■ **提示文**
• • • •

茨城県かすみがうら市、霞ヶ浦の畔、柏崎地区にあるのが富士見塚古墳。墳丘長78m、高さが11.5mという巨大な前方後円墳の1号墳、円墳の2号墳、3号墳の3基は富士見塚古墳公園内に整備され、見学が可能。墳丘の上からは、その名の通り晴れていれば富士山を仰ぐことができ、富士見塚古墳公園展示館も整備されています。

霞ヶ浦畔の眺望の良い丘に築かれた古墳

1号墳の前方後円墳は、かすみがうら市最大の古墳。
周囲に幅16m~26mの盾形周濠が巡り、前方部と後円部の間のくびれ部の南西側には造出(つくりだし=埋葬主体説、祭壇説などがありますが、祭祀の場という祭壇説が有力)が設けられています。
2号墳は直径が34m、3号墳は直径27mの円墳でともに周濠が巡らされています。

出土遺物から築造年代は、1号墳と2号墳が5世紀末~6世紀初頭、3号墳が6世紀後半と推測され、ヤマト王権の強い影響力が霞ヶ浦まで及んでいたことがわかります。

• • • •

■ **資料の抜粋**
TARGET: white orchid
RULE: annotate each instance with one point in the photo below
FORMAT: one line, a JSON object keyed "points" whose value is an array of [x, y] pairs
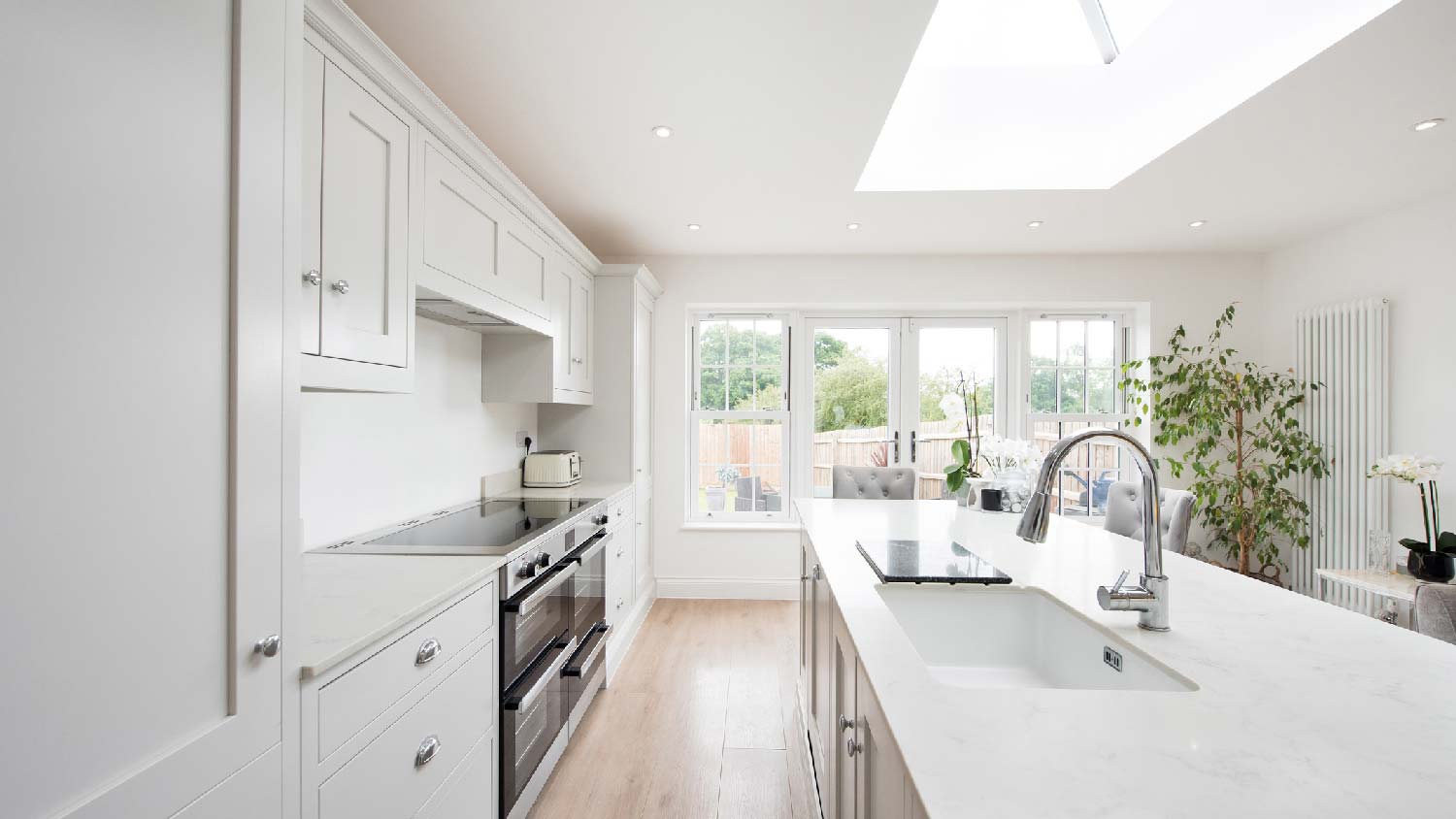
{"points": [[1008, 452], [1411, 469]]}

• • • •

■ **記述課題**
富士見塚古墳を紹介した文章を、最後の文に続けて書き進めなさい。 資料は参照しなくてもよい。

■ **課題の解答**
古墳築造当時は、霞ヶ浦はまだ内海の香取海(かとりのうみ)で、ヤマト王権のある西国と東国を結ぶ重要な交易路で、富士見塚古墳のある一帯はその入江にあたります。

3号墳の石棺からは女性と思われる人骨が出土、副葬品もガラス小玉が出土し、1号墳、2号墳とは1世紀近くの隔たりがあるので、埋葬された女性自身が権力の座にあったことがわかります。

一帯には稲作に適した沿岸湿地が広がり、豪族の支配下で、新田開発によって次第に生産力が上がり(6世紀初頭に新田開発が行なわれていたことが判明しています)、冬期の余剰労働力を古墳築造に動員できたのだと推測されています。
筑波山、富士山を眺める霞ヶ浦の畔、さらに東国開発の祭神として祀られる鹿島神宮に近いという場所から、霞ヶ浦の舟運を掌握した豪族だったことがよくわかります。

霞ヶ浦北辺の石岡市の舟塚山古墳(関東第2位の巨大な前方後円墳)は、国造の筑紫刀禰(つくしとね)の墳墓ではないかと推定されていますが、富士見塚古墳の被葬者に関してはよくわかっていません。
霞ヶ浦周辺には、かすみがうら市の太子古墳(「太子のカロウド」)、行方市の三昧塚古墳(さんまいづかこふん)、潮来市の大生古墳群(110余基の古墳からなる大規模な古墳群で、鹿島神宮の創建時に畿内から移住した人々の奥津城ではないかと推定されています)もあるので、時間が許せば寄り道を。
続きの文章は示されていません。